### [REQUIREMENT]
Could you rewrite the part of the WISE mentoring event article that opens with the words containing "Eight students attended" and closes with "Electronics Engineers, Inc.", replacing "Eight" with "Twelve"?

[EXCERPTED TEXT — start]

Women In Science and Engineering (WISE) hosted a mentoring and networking event in the Jack and Florence Ferman Presentation Room in the Oviatt Library Tuesday afternoon.

Eight students attended the event and spoke with mentors from WISE, Society of Women Engineers, American Association of University Women (AAUW), and Institute of Electrical and Electronics Engineers, Inc.

“I’m unsure about what I want to do when I graduate and wanted to see what options I have,” said Tania Kurbessoian, a senior microbiology major. “I’m hoping I can get an extra little push on where to go.”

Kurbessoian initially wanted to do cancer research when she started microbiology and loved the lab experiences, but worried the job could become monotonous.

“I keep thinking do I want to sit in a lab all day for the rest of my life or collaborate with other professors?” she said.

Students were allowed eight minutes to speak with several mentors in what Marilee Wheaton, chair of the advisory board for WISE, called “speed mentoring,” similar to the concept of speed dating.

Financial Secretary Jackie Zev of AAUW said the event was a good opportunity to inform students about their organization, which aims to promote equality for women. CSUN is a member of AAUW and students can join for free.

“We want to give back to the student community at this event by providing mentorship,” Zev said.

WISE was started in 2009 by Bonita J. Campbell, former chair of the manufacturing and industrial engineering department in CSUN’s college of engineering. Campbell wanted to promote women in science and engineering.

“Our main focus in WISE is to get mentoring and networking opportunities for students,” Wheaton said.

[EXCERPTED TEXT — finish]
[EXTRACTED MATERIAL — start]

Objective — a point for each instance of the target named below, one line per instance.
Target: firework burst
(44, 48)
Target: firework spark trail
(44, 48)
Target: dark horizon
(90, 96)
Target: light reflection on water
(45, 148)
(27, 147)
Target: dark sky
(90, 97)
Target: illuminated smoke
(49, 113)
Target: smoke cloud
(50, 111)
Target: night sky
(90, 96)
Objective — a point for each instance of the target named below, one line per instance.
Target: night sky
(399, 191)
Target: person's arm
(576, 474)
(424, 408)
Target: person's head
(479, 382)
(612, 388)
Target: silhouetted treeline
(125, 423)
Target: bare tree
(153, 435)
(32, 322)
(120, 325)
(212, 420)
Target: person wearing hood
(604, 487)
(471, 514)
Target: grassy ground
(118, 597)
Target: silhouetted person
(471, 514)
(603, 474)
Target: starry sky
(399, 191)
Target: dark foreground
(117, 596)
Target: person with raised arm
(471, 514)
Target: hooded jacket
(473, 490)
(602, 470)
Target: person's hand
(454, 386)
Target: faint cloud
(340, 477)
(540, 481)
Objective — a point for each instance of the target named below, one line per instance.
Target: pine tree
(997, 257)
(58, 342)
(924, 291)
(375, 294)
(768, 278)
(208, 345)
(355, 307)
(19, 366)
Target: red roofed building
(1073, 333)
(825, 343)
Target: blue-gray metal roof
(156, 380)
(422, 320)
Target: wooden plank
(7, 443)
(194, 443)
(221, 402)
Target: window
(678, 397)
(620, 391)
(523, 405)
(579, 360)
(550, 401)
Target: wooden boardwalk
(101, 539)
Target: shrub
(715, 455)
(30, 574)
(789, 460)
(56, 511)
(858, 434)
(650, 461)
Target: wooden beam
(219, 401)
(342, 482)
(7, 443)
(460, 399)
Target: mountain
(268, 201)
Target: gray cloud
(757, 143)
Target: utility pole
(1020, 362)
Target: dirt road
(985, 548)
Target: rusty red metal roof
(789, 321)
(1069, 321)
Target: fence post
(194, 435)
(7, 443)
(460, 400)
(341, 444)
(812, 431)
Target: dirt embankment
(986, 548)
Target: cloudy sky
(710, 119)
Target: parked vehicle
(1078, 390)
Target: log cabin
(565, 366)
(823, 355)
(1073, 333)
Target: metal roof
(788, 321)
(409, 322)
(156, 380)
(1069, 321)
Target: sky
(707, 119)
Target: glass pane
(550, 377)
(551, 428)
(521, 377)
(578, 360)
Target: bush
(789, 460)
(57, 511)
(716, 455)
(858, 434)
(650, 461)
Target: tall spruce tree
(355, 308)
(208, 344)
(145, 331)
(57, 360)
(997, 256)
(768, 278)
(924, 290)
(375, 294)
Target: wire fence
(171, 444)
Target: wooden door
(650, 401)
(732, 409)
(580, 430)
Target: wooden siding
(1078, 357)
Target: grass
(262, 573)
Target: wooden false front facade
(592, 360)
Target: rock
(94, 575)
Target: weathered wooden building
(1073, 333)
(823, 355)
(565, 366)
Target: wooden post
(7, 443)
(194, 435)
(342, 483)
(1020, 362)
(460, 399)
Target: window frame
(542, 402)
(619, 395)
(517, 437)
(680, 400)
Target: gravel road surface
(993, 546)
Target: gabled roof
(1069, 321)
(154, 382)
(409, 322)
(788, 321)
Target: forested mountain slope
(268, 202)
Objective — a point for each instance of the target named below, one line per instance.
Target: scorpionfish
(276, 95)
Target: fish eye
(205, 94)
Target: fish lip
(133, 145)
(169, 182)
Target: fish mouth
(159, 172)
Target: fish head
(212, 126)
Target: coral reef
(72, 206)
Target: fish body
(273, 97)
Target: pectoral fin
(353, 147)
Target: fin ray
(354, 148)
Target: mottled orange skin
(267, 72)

[EXTRACTED MATERIAL — finish]

### [TASK SOLUTION]
Twelve students attended the event and spoke with mentors from WISE, Society of Women Engineers, American Association of University Women (AAUW), and Institute of Electrical and Electronics Engineers, Inc.